Data listing:
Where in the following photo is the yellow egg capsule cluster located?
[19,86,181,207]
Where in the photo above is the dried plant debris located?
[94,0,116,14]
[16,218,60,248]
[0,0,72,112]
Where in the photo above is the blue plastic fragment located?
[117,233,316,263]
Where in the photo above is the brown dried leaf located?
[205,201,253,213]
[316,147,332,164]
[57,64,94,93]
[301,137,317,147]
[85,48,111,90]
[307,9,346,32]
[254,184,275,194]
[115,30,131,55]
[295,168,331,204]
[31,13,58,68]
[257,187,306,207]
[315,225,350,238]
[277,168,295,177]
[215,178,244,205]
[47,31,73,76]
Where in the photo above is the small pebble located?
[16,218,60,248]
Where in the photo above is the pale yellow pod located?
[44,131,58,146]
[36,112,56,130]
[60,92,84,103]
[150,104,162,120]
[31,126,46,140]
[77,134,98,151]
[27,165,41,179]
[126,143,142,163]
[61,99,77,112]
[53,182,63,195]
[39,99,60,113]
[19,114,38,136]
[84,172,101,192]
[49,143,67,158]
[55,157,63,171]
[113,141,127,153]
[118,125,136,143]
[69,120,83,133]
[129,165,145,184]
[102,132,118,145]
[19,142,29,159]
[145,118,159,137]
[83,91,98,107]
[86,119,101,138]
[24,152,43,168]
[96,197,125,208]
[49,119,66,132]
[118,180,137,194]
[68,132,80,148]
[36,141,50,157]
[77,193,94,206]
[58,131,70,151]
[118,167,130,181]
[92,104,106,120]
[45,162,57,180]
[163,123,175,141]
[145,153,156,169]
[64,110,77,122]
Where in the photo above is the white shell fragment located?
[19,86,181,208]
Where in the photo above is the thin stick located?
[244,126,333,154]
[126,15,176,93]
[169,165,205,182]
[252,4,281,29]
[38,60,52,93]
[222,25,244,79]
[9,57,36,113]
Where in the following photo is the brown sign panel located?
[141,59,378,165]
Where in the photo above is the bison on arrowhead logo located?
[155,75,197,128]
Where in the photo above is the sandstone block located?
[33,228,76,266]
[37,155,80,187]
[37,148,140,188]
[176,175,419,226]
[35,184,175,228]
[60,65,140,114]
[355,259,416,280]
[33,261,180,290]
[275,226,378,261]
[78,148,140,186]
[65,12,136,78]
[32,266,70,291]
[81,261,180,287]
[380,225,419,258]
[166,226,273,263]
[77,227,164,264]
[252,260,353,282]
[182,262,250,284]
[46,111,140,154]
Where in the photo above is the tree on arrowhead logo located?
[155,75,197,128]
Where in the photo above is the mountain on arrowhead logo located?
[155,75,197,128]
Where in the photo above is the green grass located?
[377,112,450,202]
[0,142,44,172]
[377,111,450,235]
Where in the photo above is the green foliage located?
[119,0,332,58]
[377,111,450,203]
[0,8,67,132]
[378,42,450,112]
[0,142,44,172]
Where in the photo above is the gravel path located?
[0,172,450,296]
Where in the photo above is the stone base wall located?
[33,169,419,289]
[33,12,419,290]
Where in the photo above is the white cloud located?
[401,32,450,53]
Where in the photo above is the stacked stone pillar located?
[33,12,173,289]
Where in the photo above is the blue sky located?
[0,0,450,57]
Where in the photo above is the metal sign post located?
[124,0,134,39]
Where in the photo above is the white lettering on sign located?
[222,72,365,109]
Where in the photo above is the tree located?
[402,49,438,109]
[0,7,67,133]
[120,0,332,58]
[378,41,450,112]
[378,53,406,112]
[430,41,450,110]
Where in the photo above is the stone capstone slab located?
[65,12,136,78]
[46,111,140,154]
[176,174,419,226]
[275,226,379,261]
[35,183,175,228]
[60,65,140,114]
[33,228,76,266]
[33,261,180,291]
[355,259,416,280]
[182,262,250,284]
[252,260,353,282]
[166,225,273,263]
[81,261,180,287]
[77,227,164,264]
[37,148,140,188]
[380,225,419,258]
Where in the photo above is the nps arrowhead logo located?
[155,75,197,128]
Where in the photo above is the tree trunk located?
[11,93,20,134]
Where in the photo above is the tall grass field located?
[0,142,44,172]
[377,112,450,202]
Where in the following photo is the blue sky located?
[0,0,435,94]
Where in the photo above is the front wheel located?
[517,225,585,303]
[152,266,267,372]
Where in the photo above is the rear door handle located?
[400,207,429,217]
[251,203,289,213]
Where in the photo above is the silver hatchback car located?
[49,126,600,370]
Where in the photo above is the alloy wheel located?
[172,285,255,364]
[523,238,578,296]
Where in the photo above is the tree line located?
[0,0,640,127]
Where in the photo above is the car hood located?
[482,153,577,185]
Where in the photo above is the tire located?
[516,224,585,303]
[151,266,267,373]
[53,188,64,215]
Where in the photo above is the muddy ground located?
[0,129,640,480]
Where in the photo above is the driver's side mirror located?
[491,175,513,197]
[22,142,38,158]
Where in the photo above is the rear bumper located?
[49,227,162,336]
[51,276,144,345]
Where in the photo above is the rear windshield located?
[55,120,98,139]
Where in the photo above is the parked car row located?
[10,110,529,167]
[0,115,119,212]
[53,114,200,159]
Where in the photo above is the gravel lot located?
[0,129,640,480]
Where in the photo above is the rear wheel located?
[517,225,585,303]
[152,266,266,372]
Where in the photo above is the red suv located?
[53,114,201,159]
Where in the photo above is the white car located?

What the task asks:
Change every "located" in the listing above to "positioned", and reproduce the rest of the listing unchanged.

Solved exercise:
Where in the following photo is the yellow egg capsule cluster positioned?
[19,86,181,207]
Where in the photo above is the dried plant debris positioned?
[94,0,116,14]
[16,218,60,248]
[0,0,72,112]
Where in the photo above is the blue plastic fragment positioned?
[117,233,316,263]
Where in the photo above is the brown dried leaf positioned?
[205,201,253,213]
[316,147,332,164]
[57,64,94,93]
[301,137,317,147]
[85,48,111,90]
[307,9,346,32]
[254,184,275,194]
[115,30,131,55]
[295,168,331,204]
[31,13,58,68]
[257,187,306,207]
[315,225,350,238]
[277,168,295,177]
[215,178,244,205]
[47,31,73,76]
Where in the photo above is the small pebble positioned?
[16,218,60,248]
Where in the photo above is the pale yellow pod positioned?
[44,131,58,146]
[36,112,56,130]
[60,92,84,103]
[150,104,162,120]
[31,126,46,140]
[77,134,98,151]
[27,165,41,179]
[126,143,142,163]
[61,99,77,112]
[53,182,63,195]
[39,99,60,113]
[19,114,38,136]
[84,172,101,192]
[49,143,67,158]
[55,157,63,171]
[113,141,127,153]
[118,125,136,143]
[69,120,83,133]
[129,165,145,184]
[102,132,118,145]
[19,142,29,159]
[145,118,159,137]
[83,91,98,107]
[86,119,101,138]
[24,152,43,168]
[96,197,125,208]
[49,119,66,132]
[118,180,137,194]
[68,132,80,148]
[36,141,50,157]
[77,193,94,206]
[58,131,70,151]
[118,167,130,181]
[92,104,106,120]
[45,162,57,180]
[163,123,175,141]
[145,153,156,169]
[64,110,77,122]
Where in the photo above is the white shell fragment positioned?
[19,86,181,208]
Where in the photo above is the thin stick positioned?
[244,126,333,154]
[126,15,176,93]
[169,165,205,182]
[252,4,281,29]
[38,60,52,93]
[222,25,244,79]
[9,57,36,113]
Where in the following photo is the brown sign panel positioned?
[141,59,378,165]
Where in the photo above is the bison on arrowhead logo positioned?
[155,75,197,128]
Where in the photo above is the sandstone block positioned?
[33,228,76,266]
[37,155,80,187]
[37,148,140,188]
[176,175,419,226]
[35,184,175,228]
[60,65,140,114]
[355,259,416,280]
[33,261,180,290]
[275,226,378,261]
[78,148,140,186]
[65,12,136,78]
[32,266,70,291]
[81,261,180,287]
[380,225,419,258]
[166,226,273,263]
[77,227,164,264]
[252,260,353,282]
[182,262,250,284]
[46,111,140,154]
Where in the photo above is the tree on arrowhead logo positioned?
[155,75,197,128]
Where in the photo above is the mountain on arrowhead logo positioned?
[155,75,197,128]
Where in the photo above is the green grass positioned?
[377,112,450,202]
[0,142,44,172]
[377,111,450,235]
Where in the photo above is the green foliage positioned?
[119,0,332,58]
[377,111,450,203]
[0,8,67,132]
[378,42,450,112]
[0,142,44,172]
Where in the photo above is the gravel path positioned?
[0,172,450,296]
Where in the photo above is the stone base wall positioned?
[33,169,419,289]
[33,12,419,290]
Where in the photo above is the white cloud positioned?
[401,32,450,53]
Where in the photo above is the stacked stone pillar positioned?
[33,12,173,289]
Where in the photo above is the blue sky positioned?
[0,0,450,57]
Where in the photo above is the metal sign post positioned?
[124,0,134,39]
Where in the photo above is the white lettering on sign positioned?
[222,72,365,109]
Where in the photo above is the tree positioned?
[402,49,438,109]
[0,7,67,133]
[120,0,332,58]
[378,41,450,112]
[378,53,406,112]
[430,41,450,110]
Where in the photo above is the stone capstone slab positioned?
[65,12,136,78]
[46,111,140,154]
[176,174,419,226]
[275,226,379,261]
[35,183,175,228]
[60,65,140,114]
[33,228,76,266]
[33,261,180,291]
[355,259,416,280]
[182,262,250,284]
[252,260,353,282]
[166,225,273,263]
[81,261,180,287]
[77,227,164,264]
[37,148,140,188]
[380,225,419,258]
Where in the photo above is the nps arrowhead logo positioned?
[155,75,197,128]
Where in the photo above is the tree trunk positioned?
[11,93,20,134]
Where in the photo above is the tall grass field positioned?
[0,142,44,172]
[377,112,450,202]
Where in the following photo is the blue sky positioned?
[0,0,435,94]
Where in the photo above is the front wheel positioned?
[517,225,585,303]
[152,266,267,372]
Where in the photo above is the rear door handle positioned?
[400,207,429,217]
[251,203,289,213]
Where in the photo above is the silver hatchback car positioned?
[49,126,600,370]
Where in the photo above is the alloy wheel positioned?
[172,285,255,364]
[523,238,578,296]
Where in the photo above is the tree line positioned?
[0,0,640,127]
Where in the photo above is the car hood positioned?
[482,153,577,185]
Where in the photo above is the tire positioned?
[516,224,585,303]
[151,266,267,373]
[53,188,64,215]
Where in the photo above is the muddy ground positioned?
[0,129,640,480]
Where in the photo above is the driver's side mirror positioned?
[491,175,513,197]
[22,142,38,158]
Where in the photo above is the rear bumper positioned?
[49,227,162,336]
[51,276,144,345]
Where in the photo above is the rear windshield positioned?
[55,120,98,139]
Where in the photo above is the parked car row positioned?
[10,110,529,167]
[0,115,119,212]
[53,114,200,159]
Where in the photo above is the gravel lot positioned?
[0,129,640,480]
Where in the photo above is the rear wheel positioned?
[517,225,585,303]
[152,266,266,372]
Where in the photo above is the red suv positioned?
[53,114,201,159]
Where in the photo above is the white car positioned?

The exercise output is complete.